§ **Excerpted text**
(begin)

Python Automated Debugging
Overview
Run the debugger. Don't just plan to run it.
This skill uses debug_session.py to run non-interactive pdb sessions. You specify commands upfront, execute, analyze output, then iterate. Works on macOS/Linux only.
When to Use
- Test has failed 2+ times despite your fixes
- Code looks correct but behaves wrong
- You need to see runtime state, not just read code
- Print statements haven't revealed the issue
The Cycle
digraph debug_cycle {
rankdir=LR;
"Form Hypothesis" -> "Write pdb commands";
"Write pdb commands" -> "RUN debug_session.py";
"RUN debug_session.py" -> "Analyze output";
"Analyze output" -> "Hypothesis confirmed?" [style=invis];
"Hypothesis confirmed?" [shape=diamond];
"Hypothesis confirmed?" -> "Fix bug" [label="yes"];
"Hypothesis confirmed?" -> "Form Hypothesis" [label="no - new hypothesis"];
}
You MUST actually execute the tool. Planning what you would run is not debugging.
Tool Usage
Location: debug_session.py in this skill's directory.
# Basic usage
python debug_session.py <script.py> "cmd1" "cmd2" ... "q"

(end)

§ **Direction**
Copy the portion of the debugging guide that starts with "This skill uses" and goes on through "on macOS/Linux only.". The data that follows has no connection to the debugging guide.

Saved entries:
(begin)

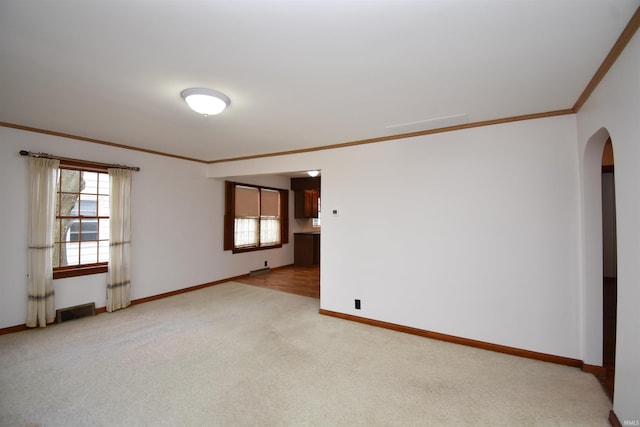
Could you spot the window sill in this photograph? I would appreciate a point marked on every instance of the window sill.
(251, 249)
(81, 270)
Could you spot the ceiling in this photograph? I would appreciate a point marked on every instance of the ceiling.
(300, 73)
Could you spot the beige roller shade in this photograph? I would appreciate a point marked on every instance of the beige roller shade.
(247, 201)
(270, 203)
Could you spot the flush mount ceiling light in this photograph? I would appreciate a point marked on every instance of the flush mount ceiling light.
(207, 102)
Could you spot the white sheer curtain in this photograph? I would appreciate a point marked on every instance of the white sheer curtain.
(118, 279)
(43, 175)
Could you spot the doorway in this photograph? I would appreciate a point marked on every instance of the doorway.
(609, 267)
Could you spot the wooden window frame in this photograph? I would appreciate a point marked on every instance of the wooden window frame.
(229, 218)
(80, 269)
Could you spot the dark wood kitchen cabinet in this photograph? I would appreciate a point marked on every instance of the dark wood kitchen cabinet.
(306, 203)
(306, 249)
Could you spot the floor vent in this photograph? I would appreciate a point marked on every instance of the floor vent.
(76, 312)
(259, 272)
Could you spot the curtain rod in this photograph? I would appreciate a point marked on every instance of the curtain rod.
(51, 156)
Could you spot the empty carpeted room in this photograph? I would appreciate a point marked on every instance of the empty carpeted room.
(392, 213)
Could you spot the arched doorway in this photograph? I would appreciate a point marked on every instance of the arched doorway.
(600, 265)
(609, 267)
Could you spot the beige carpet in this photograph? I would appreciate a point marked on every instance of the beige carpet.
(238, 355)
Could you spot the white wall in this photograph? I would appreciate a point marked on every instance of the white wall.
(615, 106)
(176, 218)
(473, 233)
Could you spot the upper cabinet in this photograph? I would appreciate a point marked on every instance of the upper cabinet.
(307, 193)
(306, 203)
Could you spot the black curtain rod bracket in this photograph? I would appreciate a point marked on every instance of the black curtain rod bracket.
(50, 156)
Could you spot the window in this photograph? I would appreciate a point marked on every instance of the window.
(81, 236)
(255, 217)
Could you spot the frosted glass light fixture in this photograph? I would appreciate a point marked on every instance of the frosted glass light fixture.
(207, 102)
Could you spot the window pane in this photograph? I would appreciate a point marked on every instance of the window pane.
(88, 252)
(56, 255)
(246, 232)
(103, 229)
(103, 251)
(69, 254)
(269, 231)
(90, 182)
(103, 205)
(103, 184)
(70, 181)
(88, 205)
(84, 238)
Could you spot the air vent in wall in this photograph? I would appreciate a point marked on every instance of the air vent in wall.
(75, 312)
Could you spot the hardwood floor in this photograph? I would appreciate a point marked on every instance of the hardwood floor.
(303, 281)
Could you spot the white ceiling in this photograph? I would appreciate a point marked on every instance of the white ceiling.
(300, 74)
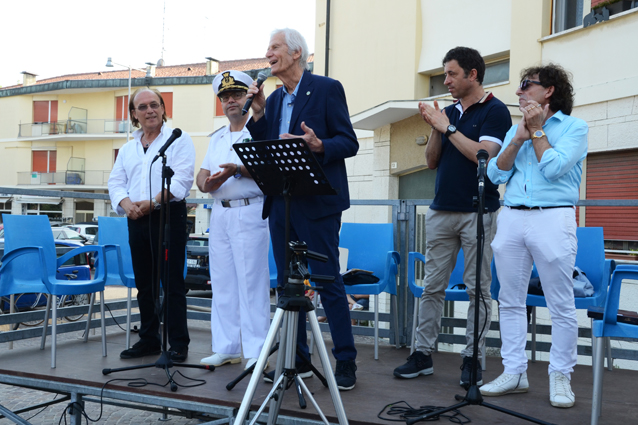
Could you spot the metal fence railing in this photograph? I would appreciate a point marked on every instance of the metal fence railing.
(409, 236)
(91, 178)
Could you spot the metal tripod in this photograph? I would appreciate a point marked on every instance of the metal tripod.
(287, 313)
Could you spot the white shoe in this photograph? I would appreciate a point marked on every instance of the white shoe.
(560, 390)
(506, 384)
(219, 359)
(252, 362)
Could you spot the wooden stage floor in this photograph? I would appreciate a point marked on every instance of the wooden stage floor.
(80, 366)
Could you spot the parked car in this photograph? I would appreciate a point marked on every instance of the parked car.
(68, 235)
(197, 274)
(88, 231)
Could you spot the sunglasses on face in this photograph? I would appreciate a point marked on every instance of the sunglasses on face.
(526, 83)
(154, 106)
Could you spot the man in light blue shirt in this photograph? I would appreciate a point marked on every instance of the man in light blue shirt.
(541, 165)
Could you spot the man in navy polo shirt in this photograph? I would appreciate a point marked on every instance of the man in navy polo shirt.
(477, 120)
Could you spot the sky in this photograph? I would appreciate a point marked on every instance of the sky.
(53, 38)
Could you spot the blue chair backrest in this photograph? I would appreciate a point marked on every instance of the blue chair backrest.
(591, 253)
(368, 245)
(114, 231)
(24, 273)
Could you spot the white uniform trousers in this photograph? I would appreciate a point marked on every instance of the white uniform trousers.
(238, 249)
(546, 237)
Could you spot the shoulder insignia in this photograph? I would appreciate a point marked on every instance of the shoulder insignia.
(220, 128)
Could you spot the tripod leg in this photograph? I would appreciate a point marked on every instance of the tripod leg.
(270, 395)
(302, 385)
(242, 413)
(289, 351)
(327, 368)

(end)
(begin)

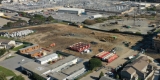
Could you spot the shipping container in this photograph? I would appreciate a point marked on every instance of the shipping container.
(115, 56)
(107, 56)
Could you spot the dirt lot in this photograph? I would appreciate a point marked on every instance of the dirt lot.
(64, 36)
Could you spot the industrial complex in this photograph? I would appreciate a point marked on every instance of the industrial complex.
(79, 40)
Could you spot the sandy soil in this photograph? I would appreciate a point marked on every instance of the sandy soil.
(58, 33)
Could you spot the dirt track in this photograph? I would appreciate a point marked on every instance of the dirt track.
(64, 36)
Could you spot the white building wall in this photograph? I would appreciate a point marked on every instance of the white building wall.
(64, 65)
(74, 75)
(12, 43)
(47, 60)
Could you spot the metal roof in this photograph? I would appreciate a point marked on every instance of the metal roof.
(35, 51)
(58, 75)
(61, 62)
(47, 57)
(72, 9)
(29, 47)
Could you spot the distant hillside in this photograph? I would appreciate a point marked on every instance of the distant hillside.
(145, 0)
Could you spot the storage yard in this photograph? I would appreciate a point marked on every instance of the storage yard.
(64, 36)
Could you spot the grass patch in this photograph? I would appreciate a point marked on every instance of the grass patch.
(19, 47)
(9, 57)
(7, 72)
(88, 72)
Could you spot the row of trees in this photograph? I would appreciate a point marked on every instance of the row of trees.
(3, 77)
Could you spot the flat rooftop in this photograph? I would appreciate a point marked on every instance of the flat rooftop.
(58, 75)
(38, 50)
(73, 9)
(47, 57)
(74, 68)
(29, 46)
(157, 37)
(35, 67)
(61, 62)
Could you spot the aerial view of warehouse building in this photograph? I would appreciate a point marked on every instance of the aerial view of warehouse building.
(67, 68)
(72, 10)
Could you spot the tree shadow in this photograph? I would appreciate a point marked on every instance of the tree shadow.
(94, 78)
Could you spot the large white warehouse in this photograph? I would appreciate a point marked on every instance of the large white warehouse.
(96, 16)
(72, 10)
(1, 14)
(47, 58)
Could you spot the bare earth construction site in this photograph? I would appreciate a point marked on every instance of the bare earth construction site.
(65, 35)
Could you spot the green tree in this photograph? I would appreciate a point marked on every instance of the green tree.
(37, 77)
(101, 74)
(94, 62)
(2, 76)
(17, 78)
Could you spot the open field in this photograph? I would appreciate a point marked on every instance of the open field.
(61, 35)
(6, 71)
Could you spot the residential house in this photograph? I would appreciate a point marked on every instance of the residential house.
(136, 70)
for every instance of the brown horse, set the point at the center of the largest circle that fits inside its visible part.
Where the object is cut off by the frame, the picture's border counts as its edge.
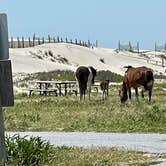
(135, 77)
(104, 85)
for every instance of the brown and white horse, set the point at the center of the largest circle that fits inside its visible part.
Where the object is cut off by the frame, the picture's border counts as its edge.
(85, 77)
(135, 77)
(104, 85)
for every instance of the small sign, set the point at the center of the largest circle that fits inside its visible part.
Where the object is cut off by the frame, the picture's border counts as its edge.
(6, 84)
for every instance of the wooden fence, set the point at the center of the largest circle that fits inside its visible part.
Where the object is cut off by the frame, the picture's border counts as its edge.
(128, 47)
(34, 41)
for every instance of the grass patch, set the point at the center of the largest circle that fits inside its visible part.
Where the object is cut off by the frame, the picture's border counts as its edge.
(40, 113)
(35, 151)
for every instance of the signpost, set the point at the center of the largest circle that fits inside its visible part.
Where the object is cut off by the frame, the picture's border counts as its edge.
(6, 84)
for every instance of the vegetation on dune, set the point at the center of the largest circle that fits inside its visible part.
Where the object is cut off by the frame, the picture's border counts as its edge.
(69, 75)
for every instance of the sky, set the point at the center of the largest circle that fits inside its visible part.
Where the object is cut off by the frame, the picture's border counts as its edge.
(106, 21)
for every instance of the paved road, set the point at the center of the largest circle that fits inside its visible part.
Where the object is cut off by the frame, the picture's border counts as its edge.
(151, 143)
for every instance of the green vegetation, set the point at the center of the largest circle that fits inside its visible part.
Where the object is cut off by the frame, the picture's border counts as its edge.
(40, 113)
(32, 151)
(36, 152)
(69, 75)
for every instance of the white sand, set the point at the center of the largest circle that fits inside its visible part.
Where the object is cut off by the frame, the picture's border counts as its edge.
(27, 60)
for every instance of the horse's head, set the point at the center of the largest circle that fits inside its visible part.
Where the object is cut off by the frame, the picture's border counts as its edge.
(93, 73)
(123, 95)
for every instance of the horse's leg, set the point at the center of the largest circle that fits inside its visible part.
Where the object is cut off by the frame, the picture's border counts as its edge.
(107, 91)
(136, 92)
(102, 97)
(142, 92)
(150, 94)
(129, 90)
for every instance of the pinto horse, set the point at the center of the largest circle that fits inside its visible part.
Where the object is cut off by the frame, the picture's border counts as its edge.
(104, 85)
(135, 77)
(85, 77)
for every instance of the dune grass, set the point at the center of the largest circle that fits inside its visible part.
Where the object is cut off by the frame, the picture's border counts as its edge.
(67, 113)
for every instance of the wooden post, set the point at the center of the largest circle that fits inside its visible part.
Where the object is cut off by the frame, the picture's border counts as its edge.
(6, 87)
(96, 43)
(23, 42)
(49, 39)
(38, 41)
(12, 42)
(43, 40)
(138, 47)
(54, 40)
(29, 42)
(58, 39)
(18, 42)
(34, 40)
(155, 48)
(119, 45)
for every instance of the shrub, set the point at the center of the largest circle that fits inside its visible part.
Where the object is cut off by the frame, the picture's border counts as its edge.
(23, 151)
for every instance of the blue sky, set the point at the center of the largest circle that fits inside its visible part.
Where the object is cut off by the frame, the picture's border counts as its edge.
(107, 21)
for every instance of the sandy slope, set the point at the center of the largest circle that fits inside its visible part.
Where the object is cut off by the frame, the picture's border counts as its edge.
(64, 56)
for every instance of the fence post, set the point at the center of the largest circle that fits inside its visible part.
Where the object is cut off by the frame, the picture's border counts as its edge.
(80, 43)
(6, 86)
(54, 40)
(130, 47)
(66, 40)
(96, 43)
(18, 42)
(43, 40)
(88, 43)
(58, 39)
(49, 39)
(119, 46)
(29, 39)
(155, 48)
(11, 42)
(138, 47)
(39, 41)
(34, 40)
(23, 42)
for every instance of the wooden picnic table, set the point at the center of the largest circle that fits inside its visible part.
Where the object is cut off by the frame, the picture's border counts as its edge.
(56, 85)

(end)
(begin)

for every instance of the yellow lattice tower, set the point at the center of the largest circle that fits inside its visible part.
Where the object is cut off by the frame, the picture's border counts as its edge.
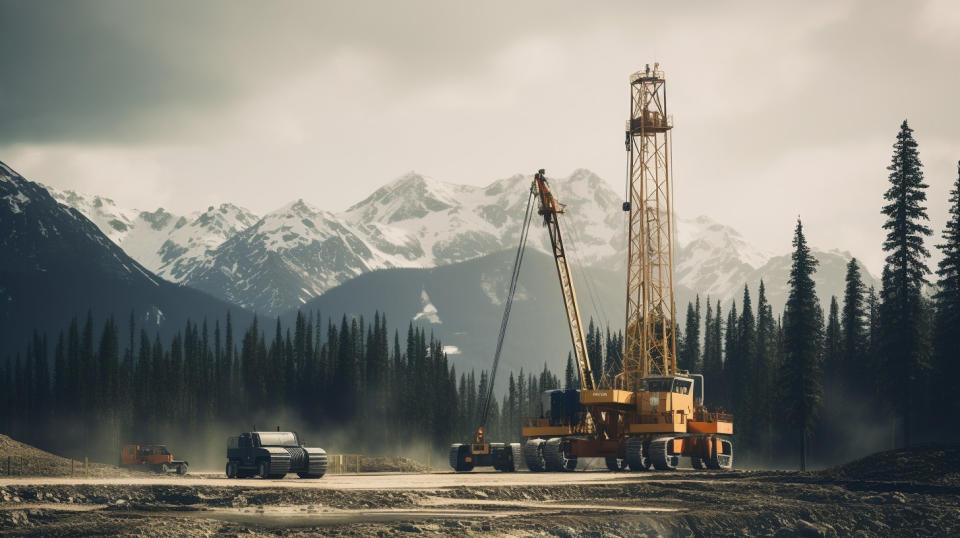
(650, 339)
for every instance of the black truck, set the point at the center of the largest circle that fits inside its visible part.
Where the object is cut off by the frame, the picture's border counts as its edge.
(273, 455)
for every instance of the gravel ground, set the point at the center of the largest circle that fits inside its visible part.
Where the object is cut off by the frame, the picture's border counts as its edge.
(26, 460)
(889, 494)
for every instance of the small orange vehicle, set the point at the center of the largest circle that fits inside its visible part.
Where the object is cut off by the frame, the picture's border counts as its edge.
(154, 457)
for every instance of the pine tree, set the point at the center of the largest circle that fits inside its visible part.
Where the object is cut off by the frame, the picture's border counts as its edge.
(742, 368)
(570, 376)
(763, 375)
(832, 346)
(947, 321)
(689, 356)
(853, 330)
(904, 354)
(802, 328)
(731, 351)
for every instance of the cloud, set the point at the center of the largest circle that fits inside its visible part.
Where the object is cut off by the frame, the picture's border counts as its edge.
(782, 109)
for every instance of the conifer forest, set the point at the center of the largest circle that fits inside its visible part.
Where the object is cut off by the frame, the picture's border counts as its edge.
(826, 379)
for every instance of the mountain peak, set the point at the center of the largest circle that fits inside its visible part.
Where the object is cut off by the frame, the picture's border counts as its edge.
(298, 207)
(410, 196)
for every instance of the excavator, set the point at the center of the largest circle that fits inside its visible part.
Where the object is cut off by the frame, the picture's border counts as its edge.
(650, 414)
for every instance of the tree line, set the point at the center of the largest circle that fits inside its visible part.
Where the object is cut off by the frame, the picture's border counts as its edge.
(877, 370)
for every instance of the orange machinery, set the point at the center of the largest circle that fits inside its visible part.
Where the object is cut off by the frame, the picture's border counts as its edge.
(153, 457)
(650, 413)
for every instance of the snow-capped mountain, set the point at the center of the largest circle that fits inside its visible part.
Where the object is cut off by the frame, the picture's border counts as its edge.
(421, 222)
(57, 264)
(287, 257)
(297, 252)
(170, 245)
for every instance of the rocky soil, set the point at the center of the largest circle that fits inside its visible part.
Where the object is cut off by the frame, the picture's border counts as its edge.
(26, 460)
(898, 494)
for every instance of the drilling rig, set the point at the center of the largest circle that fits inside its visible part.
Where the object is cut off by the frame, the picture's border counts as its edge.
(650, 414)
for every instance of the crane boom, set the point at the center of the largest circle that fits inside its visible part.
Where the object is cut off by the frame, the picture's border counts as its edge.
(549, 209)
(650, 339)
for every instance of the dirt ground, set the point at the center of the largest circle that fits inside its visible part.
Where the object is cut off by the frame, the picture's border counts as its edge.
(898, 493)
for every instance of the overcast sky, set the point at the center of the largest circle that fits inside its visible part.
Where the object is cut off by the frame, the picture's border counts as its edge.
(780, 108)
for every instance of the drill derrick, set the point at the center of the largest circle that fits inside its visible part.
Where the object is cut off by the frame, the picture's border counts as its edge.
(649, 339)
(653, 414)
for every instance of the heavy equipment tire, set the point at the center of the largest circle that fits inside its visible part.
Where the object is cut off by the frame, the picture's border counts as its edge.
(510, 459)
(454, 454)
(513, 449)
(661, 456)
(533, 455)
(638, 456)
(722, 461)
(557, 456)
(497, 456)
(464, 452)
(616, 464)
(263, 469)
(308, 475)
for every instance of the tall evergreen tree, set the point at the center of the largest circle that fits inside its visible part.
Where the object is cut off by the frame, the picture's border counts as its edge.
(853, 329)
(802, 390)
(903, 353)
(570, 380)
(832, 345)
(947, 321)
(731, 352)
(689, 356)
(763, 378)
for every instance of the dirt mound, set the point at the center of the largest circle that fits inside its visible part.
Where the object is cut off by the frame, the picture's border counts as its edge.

(end)

§ **Result for this exercise**
This skill uses debug_session.py to run non-interactive pdb sessions. You specify commands upfront, execute, analyze output, then iterate. Works on macOS/Linux only.